• STATED EXERCISE:
Format the lines from the one containing "the silver hubcap" through the last line as a Markdown table with the columns Row and Line, numbering each row and leaving out blank lines.

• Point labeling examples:
(begin)

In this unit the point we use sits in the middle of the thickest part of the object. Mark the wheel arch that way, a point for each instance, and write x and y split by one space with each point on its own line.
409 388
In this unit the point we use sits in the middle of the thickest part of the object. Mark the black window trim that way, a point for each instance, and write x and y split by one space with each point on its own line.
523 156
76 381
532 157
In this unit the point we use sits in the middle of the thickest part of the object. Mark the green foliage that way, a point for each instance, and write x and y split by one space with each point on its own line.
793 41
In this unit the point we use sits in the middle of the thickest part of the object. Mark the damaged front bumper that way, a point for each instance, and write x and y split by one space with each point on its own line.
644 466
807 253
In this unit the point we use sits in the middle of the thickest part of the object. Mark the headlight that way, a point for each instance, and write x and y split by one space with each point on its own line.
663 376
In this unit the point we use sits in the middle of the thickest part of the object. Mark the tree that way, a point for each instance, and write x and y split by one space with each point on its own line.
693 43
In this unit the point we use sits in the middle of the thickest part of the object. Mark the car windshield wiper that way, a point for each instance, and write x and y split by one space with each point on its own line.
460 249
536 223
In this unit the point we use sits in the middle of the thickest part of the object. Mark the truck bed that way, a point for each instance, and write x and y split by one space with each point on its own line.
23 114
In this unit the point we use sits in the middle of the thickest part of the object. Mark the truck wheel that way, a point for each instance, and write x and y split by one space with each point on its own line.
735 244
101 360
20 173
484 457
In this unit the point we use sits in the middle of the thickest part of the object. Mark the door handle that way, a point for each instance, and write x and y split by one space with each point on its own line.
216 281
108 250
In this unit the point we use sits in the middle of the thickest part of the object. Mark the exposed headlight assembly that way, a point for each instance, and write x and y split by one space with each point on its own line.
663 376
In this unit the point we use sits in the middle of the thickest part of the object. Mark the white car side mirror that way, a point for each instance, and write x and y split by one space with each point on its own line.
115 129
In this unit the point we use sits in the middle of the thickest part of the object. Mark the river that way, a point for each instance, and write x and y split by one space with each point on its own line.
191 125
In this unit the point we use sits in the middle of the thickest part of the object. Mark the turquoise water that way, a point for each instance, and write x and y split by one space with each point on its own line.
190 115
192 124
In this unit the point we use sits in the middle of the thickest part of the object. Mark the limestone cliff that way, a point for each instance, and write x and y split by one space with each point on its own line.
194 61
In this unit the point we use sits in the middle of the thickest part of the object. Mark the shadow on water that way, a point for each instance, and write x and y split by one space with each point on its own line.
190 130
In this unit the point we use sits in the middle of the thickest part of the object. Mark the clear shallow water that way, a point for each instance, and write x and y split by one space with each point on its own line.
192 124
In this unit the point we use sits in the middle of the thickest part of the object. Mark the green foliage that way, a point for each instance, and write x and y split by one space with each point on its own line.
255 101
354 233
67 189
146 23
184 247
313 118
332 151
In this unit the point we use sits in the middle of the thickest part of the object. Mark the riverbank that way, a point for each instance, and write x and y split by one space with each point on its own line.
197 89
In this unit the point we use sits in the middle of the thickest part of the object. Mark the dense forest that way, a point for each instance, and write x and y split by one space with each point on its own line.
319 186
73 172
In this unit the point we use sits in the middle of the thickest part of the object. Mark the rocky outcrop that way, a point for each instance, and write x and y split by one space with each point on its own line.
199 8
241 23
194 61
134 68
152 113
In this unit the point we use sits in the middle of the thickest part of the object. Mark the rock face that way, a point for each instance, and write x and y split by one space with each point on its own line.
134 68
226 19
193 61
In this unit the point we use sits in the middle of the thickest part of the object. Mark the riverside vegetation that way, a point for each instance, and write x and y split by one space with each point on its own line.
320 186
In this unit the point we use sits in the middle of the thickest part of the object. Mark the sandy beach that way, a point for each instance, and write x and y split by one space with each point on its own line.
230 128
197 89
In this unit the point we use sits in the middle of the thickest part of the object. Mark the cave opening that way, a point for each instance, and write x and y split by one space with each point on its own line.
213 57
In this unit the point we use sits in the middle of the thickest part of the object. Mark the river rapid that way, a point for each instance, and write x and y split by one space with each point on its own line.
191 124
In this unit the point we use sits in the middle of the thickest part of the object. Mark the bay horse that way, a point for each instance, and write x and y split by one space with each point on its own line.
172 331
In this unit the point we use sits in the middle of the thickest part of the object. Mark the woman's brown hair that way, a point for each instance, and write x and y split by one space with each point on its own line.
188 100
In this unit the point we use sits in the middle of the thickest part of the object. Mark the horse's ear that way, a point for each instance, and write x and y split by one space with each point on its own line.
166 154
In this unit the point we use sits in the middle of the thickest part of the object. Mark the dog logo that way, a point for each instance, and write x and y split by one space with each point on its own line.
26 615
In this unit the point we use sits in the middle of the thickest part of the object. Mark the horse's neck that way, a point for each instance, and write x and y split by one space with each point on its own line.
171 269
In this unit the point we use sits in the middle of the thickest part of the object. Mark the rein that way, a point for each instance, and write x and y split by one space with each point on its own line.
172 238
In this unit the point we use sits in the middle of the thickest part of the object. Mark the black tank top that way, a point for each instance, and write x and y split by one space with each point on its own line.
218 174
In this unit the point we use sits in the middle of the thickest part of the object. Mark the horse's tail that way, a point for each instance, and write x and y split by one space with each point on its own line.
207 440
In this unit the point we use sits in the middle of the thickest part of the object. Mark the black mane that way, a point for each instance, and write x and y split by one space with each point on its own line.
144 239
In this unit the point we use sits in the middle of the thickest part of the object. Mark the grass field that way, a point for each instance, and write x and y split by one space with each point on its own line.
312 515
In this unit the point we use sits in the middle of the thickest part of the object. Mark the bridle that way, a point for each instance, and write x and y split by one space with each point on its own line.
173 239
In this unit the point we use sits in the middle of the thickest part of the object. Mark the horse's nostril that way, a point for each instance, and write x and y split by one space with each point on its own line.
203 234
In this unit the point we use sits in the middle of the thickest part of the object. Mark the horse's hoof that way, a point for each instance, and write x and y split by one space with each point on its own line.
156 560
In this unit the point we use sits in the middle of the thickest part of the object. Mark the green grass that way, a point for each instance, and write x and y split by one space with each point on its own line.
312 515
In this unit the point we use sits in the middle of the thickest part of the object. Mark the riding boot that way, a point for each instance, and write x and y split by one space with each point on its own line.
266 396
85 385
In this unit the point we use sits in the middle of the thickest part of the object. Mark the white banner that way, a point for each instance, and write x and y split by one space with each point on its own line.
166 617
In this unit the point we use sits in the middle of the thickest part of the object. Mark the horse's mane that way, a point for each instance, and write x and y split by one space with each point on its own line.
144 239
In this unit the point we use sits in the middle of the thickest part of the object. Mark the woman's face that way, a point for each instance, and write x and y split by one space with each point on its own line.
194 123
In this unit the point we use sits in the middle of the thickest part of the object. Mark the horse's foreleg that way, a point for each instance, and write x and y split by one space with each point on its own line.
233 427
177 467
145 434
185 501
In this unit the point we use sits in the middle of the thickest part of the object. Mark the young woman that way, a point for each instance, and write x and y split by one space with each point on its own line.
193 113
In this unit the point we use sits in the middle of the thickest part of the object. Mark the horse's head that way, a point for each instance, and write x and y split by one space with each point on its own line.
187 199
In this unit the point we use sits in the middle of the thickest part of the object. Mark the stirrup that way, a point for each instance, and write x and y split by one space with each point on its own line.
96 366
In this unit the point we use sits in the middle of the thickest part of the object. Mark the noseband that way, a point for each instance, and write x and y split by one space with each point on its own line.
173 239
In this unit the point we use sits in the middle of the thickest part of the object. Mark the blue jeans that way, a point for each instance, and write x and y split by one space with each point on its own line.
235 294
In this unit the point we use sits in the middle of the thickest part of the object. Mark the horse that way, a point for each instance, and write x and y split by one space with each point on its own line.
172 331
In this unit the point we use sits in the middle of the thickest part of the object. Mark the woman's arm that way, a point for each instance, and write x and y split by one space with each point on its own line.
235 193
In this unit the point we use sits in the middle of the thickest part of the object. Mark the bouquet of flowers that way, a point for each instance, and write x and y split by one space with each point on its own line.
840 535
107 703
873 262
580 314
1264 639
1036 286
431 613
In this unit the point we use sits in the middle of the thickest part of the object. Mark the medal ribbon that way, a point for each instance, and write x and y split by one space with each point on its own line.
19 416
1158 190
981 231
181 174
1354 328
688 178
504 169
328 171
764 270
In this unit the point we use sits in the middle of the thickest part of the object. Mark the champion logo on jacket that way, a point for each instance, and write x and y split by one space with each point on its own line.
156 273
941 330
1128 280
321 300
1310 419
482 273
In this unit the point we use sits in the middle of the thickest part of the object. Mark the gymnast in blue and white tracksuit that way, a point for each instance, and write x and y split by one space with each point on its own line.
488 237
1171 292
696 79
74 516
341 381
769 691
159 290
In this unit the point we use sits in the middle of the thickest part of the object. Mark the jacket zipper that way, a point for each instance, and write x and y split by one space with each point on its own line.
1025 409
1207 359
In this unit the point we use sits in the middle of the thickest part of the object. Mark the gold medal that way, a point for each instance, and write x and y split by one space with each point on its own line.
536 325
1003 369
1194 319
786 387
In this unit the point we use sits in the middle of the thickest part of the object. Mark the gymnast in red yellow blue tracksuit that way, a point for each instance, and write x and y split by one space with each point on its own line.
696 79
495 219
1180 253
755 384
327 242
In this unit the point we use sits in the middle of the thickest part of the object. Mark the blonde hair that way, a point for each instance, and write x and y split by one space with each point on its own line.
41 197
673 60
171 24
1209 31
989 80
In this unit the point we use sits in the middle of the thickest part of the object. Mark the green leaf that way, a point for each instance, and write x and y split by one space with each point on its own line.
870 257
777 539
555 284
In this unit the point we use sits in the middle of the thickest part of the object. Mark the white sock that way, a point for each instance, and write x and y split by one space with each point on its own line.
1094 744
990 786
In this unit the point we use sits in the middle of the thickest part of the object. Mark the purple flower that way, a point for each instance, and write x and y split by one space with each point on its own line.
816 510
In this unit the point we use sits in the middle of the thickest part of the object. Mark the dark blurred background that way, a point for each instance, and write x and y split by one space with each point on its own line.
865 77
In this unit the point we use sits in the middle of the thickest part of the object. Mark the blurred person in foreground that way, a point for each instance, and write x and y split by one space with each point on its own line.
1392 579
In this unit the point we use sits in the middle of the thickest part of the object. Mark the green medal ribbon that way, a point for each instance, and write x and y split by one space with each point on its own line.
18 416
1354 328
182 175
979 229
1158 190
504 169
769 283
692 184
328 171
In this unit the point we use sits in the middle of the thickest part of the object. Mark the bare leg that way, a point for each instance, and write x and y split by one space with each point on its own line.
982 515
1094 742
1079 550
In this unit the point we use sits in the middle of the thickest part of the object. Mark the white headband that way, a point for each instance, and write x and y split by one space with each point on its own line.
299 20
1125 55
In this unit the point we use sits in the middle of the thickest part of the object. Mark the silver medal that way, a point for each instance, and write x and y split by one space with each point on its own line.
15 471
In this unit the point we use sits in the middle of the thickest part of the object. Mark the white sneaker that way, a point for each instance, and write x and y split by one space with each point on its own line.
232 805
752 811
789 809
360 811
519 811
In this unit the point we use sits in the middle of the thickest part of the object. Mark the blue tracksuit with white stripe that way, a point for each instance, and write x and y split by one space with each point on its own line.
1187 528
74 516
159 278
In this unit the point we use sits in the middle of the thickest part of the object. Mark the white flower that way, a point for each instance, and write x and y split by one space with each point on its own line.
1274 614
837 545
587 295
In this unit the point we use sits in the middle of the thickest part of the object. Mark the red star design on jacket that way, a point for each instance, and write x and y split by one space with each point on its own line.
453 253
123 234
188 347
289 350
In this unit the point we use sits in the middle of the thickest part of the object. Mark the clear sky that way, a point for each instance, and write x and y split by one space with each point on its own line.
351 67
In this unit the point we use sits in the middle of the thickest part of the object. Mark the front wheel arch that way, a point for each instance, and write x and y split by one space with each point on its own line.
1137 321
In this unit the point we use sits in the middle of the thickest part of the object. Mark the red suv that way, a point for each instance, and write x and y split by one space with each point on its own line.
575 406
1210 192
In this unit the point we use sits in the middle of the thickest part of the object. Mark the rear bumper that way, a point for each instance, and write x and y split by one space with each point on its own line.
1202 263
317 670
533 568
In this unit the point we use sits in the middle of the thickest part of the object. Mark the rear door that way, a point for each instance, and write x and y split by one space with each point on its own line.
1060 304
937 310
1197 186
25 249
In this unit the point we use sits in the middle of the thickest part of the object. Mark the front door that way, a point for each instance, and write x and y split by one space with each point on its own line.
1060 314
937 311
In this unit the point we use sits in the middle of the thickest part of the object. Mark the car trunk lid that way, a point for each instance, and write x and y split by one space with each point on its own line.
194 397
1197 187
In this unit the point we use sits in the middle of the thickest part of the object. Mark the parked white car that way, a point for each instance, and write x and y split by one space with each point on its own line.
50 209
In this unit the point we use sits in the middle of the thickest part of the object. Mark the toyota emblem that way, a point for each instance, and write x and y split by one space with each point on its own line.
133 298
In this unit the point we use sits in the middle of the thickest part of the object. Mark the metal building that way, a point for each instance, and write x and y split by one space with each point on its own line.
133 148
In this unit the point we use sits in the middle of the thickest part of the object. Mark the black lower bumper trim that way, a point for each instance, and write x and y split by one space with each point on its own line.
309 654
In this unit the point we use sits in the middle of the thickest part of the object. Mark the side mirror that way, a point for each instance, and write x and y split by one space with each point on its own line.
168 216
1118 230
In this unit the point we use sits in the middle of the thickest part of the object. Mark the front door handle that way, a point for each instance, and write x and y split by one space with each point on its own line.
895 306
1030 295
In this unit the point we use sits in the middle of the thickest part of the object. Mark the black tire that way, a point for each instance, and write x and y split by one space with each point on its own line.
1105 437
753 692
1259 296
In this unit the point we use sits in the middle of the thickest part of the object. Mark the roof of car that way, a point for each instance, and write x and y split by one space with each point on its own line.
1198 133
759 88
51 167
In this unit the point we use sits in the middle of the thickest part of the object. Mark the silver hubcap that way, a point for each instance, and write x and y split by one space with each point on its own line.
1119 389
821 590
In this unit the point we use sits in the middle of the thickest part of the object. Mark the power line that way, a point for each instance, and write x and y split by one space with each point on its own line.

(end)

• RESULT:
| Row | Line |
|---|---|
| 1 | In this unit the point we use sits in the middle of the thickest part of the object. Mark the silver hubcap that way, a point for each instance, and write x and y split by one space with each point on its own line. |
| 2 | 1119 389 |
| 3 | 821 590 |
| 4 | In this unit the point we use sits in the middle of the thickest part of the object. Mark the power line that way, a point for each instance, and write x and y split by one space with each point on its own line. |